▶
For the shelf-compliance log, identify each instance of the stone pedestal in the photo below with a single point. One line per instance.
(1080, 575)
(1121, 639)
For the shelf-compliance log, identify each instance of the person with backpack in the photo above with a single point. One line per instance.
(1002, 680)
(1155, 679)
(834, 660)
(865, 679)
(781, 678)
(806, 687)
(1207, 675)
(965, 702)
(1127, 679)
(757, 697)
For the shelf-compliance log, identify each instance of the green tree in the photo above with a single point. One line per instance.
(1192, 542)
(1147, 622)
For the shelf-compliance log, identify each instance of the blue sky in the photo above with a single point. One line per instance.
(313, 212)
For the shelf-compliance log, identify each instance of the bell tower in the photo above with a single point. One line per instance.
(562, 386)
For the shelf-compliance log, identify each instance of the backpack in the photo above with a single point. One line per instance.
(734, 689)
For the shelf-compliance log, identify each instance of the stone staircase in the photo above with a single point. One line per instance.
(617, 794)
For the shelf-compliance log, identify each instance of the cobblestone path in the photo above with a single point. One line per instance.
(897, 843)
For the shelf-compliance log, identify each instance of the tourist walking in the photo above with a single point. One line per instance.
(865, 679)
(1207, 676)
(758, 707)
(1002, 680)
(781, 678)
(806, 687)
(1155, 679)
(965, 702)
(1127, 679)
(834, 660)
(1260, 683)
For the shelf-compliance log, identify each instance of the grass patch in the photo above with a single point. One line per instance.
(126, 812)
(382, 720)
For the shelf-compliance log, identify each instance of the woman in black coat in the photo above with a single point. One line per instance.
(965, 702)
◀
TASK - Generate an exact reproduction of all entries.

RESULT -
For the shelf-compliance log, identify each instance of the stone pedestal in the photo below with a single point. One line per instance.
(1080, 575)
(1121, 639)
For the shelf-compliance log, identify each instance of the person with backpack in the photo above with a single point. One line per instance.
(1002, 680)
(1155, 679)
(834, 660)
(865, 679)
(781, 678)
(806, 687)
(1207, 675)
(965, 702)
(1127, 679)
(757, 697)
For the shelf-compliance log, identify each instance of the green tree in the photo above with a single point. One line per instance.
(1192, 542)
(1147, 622)
For the shelf-compliance log, identify each instance of the blue sky in the photo above with a single point. One line per instance.
(313, 212)
For the shelf-compliance log, identify each instance of the bell tower in the photo above with a single point. One line per instance.
(562, 386)
For the shelf-compliance log, identify each instance of the backpack in the photo above with a single point. One line per instance.
(734, 689)
For the shelf-compliance log, identify each instance of the stone staircase in the photo above with a single point. One line per instance.
(617, 794)
For the shelf-compliance log, identify each instance of the cobblestone path in the photo above with a single point. One line per instance.
(897, 843)
For the shelf-compliance log, identify each instance of the tourist walking in the photo above with a single point. One line per instance.
(865, 679)
(1207, 676)
(758, 707)
(1002, 680)
(781, 678)
(806, 687)
(1155, 679)
(965, 702)
(1127, 679)
(834, 660)
(1260, 683)
For the shelf-compliance log, identify each instance of the grass patch in the photo above with a single point. One line per instance.
(126, 812)
(382, 720)
For the shelf-compliance log, identify each instance of the woman in black coat in the photo above with a single point. One line per instance.
(965, 702)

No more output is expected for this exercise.